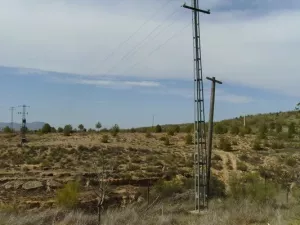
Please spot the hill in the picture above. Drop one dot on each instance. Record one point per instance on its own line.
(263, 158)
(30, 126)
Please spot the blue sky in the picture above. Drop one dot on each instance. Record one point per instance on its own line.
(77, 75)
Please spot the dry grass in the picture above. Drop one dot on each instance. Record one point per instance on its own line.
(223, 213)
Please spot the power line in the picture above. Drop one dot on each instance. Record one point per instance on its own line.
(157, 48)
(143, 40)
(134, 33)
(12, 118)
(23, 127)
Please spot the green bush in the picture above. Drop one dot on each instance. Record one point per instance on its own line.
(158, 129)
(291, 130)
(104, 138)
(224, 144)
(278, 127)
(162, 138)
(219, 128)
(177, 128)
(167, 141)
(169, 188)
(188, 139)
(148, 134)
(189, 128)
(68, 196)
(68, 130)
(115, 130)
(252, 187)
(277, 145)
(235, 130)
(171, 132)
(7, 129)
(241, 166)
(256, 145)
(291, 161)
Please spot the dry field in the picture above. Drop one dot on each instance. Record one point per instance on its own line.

* * *

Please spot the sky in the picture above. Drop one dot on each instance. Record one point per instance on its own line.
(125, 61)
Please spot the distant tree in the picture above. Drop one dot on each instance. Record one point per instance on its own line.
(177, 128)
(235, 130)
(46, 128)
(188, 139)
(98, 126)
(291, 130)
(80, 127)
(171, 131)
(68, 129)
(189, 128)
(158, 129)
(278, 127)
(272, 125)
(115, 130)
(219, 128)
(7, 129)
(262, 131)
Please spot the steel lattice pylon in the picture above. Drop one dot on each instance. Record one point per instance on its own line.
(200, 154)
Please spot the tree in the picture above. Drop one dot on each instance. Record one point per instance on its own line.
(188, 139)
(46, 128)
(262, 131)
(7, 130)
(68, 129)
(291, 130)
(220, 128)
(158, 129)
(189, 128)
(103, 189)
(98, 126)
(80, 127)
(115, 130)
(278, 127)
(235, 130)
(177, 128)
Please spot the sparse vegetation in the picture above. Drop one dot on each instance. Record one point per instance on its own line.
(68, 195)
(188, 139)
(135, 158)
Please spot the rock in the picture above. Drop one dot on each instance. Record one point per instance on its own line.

---

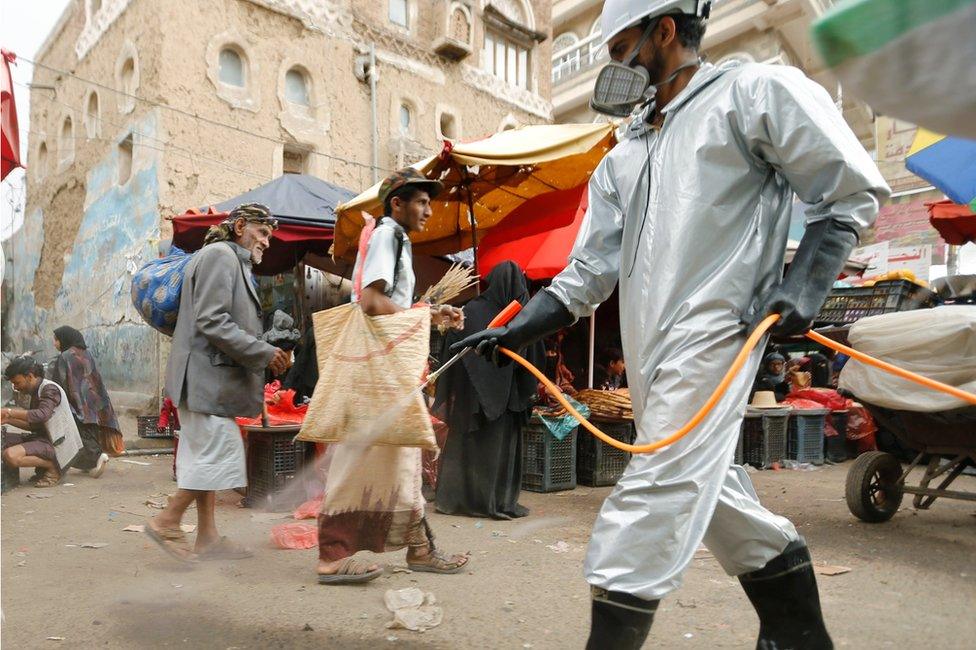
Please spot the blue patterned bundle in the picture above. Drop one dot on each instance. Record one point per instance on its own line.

** Written task **
Reproduce, unchanged, the items that begin with the line containing "Please spot the power" and end with the line containing "Please spot the dry field", including both of those lines.

** Exercise response **
Please spot the power line in the picture above. Drop one dot on each instance. Record one point per instance on its own line.
(157, 48)
(143, 40)
(134, 33)
(12, 118)
(23, 127)
Please spot the green bush in the picture above. Drop one dot on each instance. Record one point per instance on its own line.
(158, 129)
(291, 130)
(104, 138)
(224, 144)
(278, 127)
(162, 138)
(219, 128)
(177, 128)
(167, 141)
(169, 188)
(188, 139)
(148, 134)
(189, 128)
(68, 196)
(68, 130)
(115, 130)
(252, 187)
(277, 145)
(235, 130)
(171, 132)
(7, 129)
(241, 166)
(256, 145)
(291, 161)
Please spot the dry field in the picture above. Drop one dot on each instance. Record one point per instance on its own line.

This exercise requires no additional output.